WHAT IS EXPECTED:
Rewrite every line from the one containing "In the picture above, where can the boulder" down to the one containing "In the picture above, where can the dark", shifting each coordinate value up by adding 89 to it.

DATA SHOWN:
----------------------------------------
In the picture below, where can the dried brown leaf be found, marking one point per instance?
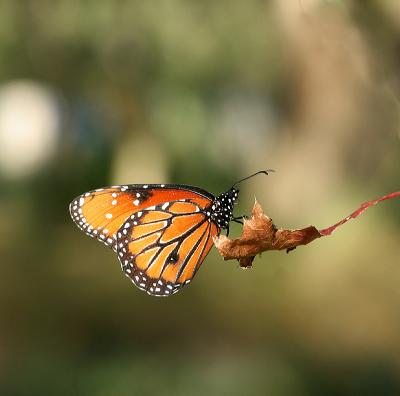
----------------------------------------
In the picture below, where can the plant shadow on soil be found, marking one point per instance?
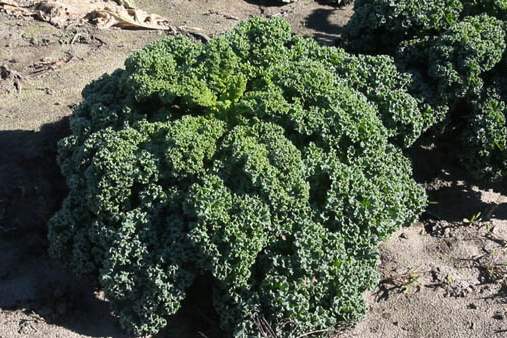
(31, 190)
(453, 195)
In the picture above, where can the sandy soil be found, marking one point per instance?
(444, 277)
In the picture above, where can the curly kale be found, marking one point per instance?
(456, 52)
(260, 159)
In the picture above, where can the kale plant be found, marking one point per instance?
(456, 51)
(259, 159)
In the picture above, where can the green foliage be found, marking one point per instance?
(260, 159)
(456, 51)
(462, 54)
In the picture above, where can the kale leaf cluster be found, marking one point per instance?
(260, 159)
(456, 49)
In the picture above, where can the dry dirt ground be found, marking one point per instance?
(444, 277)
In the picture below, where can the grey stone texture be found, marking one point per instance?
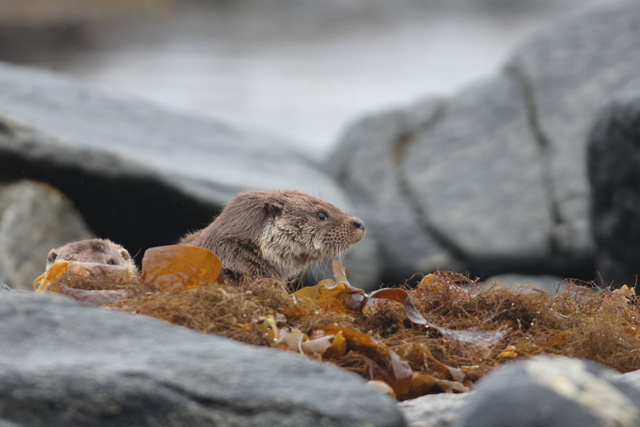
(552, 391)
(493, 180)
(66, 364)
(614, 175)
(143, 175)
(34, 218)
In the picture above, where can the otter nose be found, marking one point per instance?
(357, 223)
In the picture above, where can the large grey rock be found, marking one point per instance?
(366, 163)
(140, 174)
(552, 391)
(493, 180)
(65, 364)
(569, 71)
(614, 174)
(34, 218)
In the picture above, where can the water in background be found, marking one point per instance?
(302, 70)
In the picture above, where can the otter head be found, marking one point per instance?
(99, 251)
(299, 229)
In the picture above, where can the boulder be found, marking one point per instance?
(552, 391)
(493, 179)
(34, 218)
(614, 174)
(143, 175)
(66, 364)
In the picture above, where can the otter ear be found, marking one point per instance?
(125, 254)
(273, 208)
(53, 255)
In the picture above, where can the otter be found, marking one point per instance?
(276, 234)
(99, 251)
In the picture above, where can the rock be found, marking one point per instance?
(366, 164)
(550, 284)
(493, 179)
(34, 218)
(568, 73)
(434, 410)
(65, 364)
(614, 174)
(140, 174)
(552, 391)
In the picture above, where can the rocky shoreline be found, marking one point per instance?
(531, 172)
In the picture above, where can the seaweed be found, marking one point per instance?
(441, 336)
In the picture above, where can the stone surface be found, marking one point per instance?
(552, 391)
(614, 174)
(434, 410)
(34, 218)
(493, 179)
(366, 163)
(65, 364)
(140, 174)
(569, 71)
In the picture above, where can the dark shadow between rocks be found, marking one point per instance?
----------------------------------------
FINISHED ANSWER:
In the picture above, where can the boulder be found, marking one point per instance?
(641, 480)
(582, 268)
(123, 307)
(703, 263)
(232, 264)
(155, 453)
In the picture above, where can the otter ear be found, marking one point per instance?
(214, 343)
(362, 297)
(142, 344)
In the picture above, where can the otter be found, marking one point per instance?
(365, 323)
(188, 340)
In the picture above, where can the rock be found, marking one point per instance?
(455, 253)
(639, 373)
(582, 268)
(123, 307)
(657, 162)
(523, 499)
(154, 453)
(703, 263)
(229, 263)
(641, 480)
In the picture above, where can the rocky shoreline be found, marking one point per instance?
(620, 261)
In the picture above, where can the seaweed be found, marking one point per instance?
(530, 425)
In the picture above, where can the stone surface be found, marking one point per instance?
(641, 480)
(703, 263)
(523, 499)
(123, 307)
(582, 268)
(455, 252)
(154, 453)
(229, 263)
(658, 160)
In the picture above, where can the dark shadow between rocks be found, marking one point per instance?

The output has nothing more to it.